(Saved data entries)
——
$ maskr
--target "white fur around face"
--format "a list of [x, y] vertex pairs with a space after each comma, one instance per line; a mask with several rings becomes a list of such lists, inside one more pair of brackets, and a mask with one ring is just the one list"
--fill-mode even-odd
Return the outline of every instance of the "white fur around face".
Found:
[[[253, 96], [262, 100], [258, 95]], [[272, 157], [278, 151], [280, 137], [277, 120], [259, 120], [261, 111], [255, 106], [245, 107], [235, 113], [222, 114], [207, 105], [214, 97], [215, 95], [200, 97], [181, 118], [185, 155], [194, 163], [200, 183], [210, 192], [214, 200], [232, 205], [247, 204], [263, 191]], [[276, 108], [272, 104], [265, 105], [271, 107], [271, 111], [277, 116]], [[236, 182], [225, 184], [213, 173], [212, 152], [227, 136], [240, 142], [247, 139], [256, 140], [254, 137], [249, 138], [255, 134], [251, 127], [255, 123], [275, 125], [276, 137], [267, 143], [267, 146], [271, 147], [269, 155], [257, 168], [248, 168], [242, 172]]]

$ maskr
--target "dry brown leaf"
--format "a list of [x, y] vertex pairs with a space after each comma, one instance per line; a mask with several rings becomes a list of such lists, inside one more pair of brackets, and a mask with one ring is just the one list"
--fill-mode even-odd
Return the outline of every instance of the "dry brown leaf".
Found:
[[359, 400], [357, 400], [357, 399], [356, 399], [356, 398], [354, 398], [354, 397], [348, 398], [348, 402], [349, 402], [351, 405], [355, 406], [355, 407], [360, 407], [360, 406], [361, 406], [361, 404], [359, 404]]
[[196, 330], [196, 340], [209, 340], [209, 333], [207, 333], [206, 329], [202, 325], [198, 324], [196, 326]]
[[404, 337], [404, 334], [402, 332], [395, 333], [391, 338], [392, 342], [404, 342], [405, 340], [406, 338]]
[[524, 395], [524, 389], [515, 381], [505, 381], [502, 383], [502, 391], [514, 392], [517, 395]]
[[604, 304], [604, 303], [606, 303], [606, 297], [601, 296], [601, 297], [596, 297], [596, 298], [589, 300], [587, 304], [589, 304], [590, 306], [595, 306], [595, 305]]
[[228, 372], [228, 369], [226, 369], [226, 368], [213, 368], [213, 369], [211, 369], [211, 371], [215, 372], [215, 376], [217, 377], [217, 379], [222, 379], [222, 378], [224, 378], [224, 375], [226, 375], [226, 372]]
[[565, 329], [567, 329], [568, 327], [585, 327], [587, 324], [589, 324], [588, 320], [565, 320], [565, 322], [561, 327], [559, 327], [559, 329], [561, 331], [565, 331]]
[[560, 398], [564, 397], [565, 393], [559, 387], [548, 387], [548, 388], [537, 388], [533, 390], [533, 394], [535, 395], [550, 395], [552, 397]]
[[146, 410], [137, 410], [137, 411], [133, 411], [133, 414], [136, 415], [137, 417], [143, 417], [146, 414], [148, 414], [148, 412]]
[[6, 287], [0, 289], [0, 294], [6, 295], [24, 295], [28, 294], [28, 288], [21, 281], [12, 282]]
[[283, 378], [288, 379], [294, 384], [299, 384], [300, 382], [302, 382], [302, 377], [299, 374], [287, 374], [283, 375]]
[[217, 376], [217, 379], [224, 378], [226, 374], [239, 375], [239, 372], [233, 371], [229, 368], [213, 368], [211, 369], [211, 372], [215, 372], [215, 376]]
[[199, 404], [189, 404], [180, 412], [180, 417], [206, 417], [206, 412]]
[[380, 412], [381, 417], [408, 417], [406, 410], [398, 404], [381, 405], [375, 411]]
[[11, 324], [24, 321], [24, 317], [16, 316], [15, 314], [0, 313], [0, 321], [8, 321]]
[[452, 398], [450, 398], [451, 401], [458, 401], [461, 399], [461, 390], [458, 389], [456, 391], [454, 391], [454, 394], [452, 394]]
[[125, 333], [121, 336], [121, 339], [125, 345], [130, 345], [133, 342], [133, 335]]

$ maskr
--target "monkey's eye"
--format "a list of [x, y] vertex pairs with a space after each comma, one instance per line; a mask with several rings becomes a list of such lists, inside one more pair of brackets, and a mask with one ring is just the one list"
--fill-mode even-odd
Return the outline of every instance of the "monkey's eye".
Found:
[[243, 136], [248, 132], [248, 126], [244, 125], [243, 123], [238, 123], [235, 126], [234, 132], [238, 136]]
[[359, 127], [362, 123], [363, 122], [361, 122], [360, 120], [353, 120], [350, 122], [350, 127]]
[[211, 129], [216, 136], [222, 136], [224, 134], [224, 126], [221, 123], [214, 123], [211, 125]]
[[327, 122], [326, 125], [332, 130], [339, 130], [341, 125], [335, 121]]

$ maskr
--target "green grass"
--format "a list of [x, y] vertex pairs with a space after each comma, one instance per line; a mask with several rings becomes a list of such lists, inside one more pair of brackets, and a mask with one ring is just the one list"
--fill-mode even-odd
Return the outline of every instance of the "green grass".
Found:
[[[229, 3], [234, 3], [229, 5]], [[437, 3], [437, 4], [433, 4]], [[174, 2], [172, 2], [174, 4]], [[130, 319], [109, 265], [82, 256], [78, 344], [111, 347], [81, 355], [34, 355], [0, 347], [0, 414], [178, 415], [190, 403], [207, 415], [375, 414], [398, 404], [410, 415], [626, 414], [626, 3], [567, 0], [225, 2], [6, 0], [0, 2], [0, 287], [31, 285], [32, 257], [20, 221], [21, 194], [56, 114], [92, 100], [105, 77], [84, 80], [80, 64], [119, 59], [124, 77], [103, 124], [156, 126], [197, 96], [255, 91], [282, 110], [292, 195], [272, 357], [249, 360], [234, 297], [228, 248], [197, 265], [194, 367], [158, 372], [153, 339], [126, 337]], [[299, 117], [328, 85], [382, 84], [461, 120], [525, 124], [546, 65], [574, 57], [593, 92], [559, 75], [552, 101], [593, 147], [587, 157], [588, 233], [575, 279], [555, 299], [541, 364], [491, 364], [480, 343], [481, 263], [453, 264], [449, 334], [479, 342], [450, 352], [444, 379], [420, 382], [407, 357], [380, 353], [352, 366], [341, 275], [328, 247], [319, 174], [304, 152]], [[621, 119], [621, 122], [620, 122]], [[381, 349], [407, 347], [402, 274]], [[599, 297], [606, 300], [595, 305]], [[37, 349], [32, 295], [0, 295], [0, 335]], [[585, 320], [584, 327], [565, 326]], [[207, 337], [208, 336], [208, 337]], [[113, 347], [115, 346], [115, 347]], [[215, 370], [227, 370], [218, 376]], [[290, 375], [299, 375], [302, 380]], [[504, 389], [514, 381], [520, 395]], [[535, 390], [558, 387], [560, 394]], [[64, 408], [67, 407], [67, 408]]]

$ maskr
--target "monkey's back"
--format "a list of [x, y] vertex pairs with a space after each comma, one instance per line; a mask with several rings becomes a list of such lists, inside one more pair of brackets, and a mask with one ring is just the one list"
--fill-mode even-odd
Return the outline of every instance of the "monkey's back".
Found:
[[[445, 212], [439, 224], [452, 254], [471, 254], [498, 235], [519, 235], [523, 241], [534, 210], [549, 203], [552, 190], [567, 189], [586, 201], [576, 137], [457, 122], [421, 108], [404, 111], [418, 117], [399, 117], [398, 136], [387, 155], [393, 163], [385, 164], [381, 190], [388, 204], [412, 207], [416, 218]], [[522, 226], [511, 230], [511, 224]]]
——
**WHAT TO WORK ON:** Write out each record exactly, without addition or omission.

**ANSWER TO THE PROBLEM:**
$ maskr
--target "white fur around face"
--format "a list of [x, y] vertex pairs with a space after each comma, one instance per line; a mask with several rings becomes a list of such lists, inside one more pair of brackets, and a mask with one ring is just the one list"
--fill-mode even-odd
Return the outline of every instance of the "white fur around face".
Found:
[[[253, 96], [262, 100], [258, 95]], [[272, 157], [278, 151], [280, 137], [277, 120], [259, 120], [261, 111], [255, 106], [245, 107], [235, 113], [222, 114], [207, 105], [214, 97], [215, 95], [200, 97], [181, 118], [185, 155], [194, 163], [200, 183], [210, 192], [214, 200], [232, 205], [247, 204], [263, 191]], [[276, 108], [272, 104], [265, 105], [271, 107], [271, 111], [277, 116]], [[236, 182], [225, 184], [213, 173], [212, 152], [227, 136], [240, 142], [247, 139], [256, 140], [254, 137], [249, 138], [255, 134], [251, 127], [255, 123], [275, 125], [276, 137], [267, 143], [267, 146], [271, 147], [269, 155], [257, 168], [248, 168], [242, 172]]]

$ maskr
--target "dry brown leaf"
--format "a list of [x, y] vertex pairs with a space after each comma, one instance per line; a mask with several rings becomes a list of such lists, inside one more pair of brackets, and a mask with one ring is just the one list"
--fill-mode even-odd
Return the outline of every instance of the "dry brown leaf".
Found:
[[359, 400], [357, 400], [357, 399], [356, 399], [356, 398], [354, 398], [354, 397], [348, 398], [348, 402], [349, 402], [351, 405], [355, 406], [355, 407], [360, 407], [360, 406], [361, 406], [361, 404], [359, 404]]
[[196, 330], [196, 340], [209, 340], [209, 333], [207, 333], [206, 329], [202, 325], [198, 324], [196, 326]]
[[404, 337], [404, 334], [402, 332], [395, 333], [391, 338], [392, 342], [404, 342], [405, 340], [406, 338]]
[[524, 395], [524, 389], [515, 381], [505, 381], [502, 383], [502, 391], [514, 392], [517, 395]]
[[604, 304], [604, 303], [606, 303], [606, 297], [601, 296], [601, 297], [596, 297], [596, 298], [589, 300], [587, 304], [589, 304], [590, 306], [595, 306], [595, 305]]
[[228, 372], [228, 369], [226, 369], [226, 368], [213, 368], [213, 369], [211, 369], [211, 371], [215, 372], [215, 376], [217, 377], [217, 379], [222, 379], [222, 378], [224, 378], [224, 375], [226, 375], [226, 372]]
[[565, 329], [567, 329], [568, 327], [585, 327], [587, 324], [589, 324], [588, 320], [565, 320], [565, 322], [561, 327], [559, 327], [559, 329], [561, 331], [565, 331]]
[[560, 398], [564, 397], [565, 393], [559, 387], [548, 387], [548, 388], [537, 388], [533, 390], [533, 394], [535, 395], [550, 395], [552, 397]]
[[146, 410], [137, 410], [137, 411], [133, 411], [133, 414], [136, 415], [137, 417], [143, 417], [146, 414], [148, 414], [148, 412]]
[[6, 287], [0, 289], [0, 294], [6, 295], [24, 295], [28, 294], [28, 288], [21, 281], [12, 282]]
[[283, 378], [288, 379], [294, 384], [299, 384], [300, 382], [302, 382], [302, 377], [299, 374], [287, 374], [283, 375]]
[[217, 376], [217, 379], [224, 378], [226, 374], [239, 375], [239, 372], [233, 371], [229, 368], [213, 368], [211, 369], [211, 372], [215, 372], [215, 376]]
[[199, 404], [189, 404], [180, 412], [180, 417], [206, 417], [206, 412]]
[[380, 412], [381, 417], [408, 417], [406, 410], [398, 404], [381, 405], [375, 411]]
[[11, 324], [24, 321], [24, 317], [16, 316], [15, 314], [0, 313], [0, 321], [8, 321]]
[[452, 398], [450, 398], [451, 401], [458, 401], [461, 399], [461, 390], [458, 389], [456, 391], [454, 391], [454, 394], [452, 394]]
[[125, 333], [121, 336], [121, 339], [125, 345], [130, 345], [133, 342], [133, 335]]

$ maskr
--target "monkey's eye"
--format "a list of [x, y] vertex pairs with a space after each comma, one instance per line; a mask with several rings becomes a list of such lists, inside one more pair of brackets, and a mask with one ring is just the one list"
--fill-mode even-odd
Return the outline of every instance of the "monkey's eye".
Found:
[[243, 136], [248, 132], [248, 126], [244, 125], [243, 123], [238, 123], [235, 126], [234, 132], [238, 136]]
[[359, 127], [362, 123], [363, 122], [361, 122], [360, 120], [353, 120], [350, 122], [350, 127]]
[[211, 129], [216, 136], [222, 136], [224, 134], [224, 126], [221, 123], [214, 123], [211, 125]]
[[327, 122], [326, 125], [332, 130], [339, 130], [341, 125], [335, 121]]

$ maskr
--target "green grass"
--format "a list of [x, y] vertex pairs with a space after each comma, one instance per line; a mask with several rings becomes a list of such lists, inside one more pair of brackets, and a mask with one ring is just the one list"
--fill-mode even-odd
Return the outline of every instance of the "green grass".
Found:
[[[229, 3], [234, 3], [229, 5]], [[437, 3], [437, 4], [433, 4]], [[174, 2], [172, 2], [174, 4]], [[130, 319], [109, 265], [82, 256], [78, 344], [111, 347], [81, 355], [34, 355], [0, 347], [0, 414], [178, 415], [190, 403], [207, 415], [375, 414], [398, 404], [410, 415], [626, 414], [626, 3], [567, 0], [225, 2], [6, 0], [0, 2], [0, 287], [31, 285], [32, 257], [20, 221], [21, 194], [56, 114], [92, 100], [105, 77], [84, 80], [80, 64], [119, 59], [124, 77], [103, 124], [156, 126], [197, 96], [255, 91], [282, 110], [292, 195], [272, 357], [249, 360], [234, 297], [228, 248], [197, 265], [194, 367], [158, 372], [153, 339], [126, 337]], [[299, 117], [328, 85], [382, 84], [461, 120], [525, 124], [546, 65], [574, 57], [593, 92], [559, 75], [552, 101], [593, 147], [587, 157], [588, 233], [575, 279], [555, 299], [541, 364], [491, 364], [480, 343], [481, 263], [453, 264], [449, 334], [479, 342], [450, 352], [444, 379], [420, 382], [407, 357], [380, 353], [352, 366], [341, 275], [328, 247], [319, 174], [304, 152]], [[621, 119], [621, 122], [620, 122]], [[381, 349], [407, 347], [402, 274]], [[599, 297], [606, 300], [595, 305]], [[37, 349], [32, 295], [0, 295], [0, 335]], [[585, 320], [584, 327], [565, 326]], [[207, 337], [208, 336], [208, 337]], [[113, 347], [115, 346], [115, 347]], [[215, 370], [227, 370], [218, 376]], [[290, 375], [299, 375], [302, 380]], [[504, 389], [514, 381], [520, 395]], [[535, 390], [558, 387], [560, 394]], [[64, 408], [67, 407], [67, 408]]]

$ maskr
--target "monkey's back"
--format "a list of [x, y] vertex pairs with a space after each comma, one instance per line; a mask with several rings becomes a list of such lists, inside one more pair of brackets, and a mask with one ring is just the one list"
--fill-mode even-odd
Return the outline of every instance of the "monkey's back".
Found:
[[[445, 212], [439, 224], [452, 254], [471, 254], [498, 235], [519, 235], [523, 241], [534, 210], [549, 203], [552, 190], [567, 189], [586, 201], [576, 137], [457, 122], [421, 108], [404, 111], [418, 117], [399, 117], [398, 136], [387, 155], [393, 163], [385, 164], [381, 190], [388, 204], [412, 207], [416, 218]], [[522, 226], [511, 230], [511, 224]]]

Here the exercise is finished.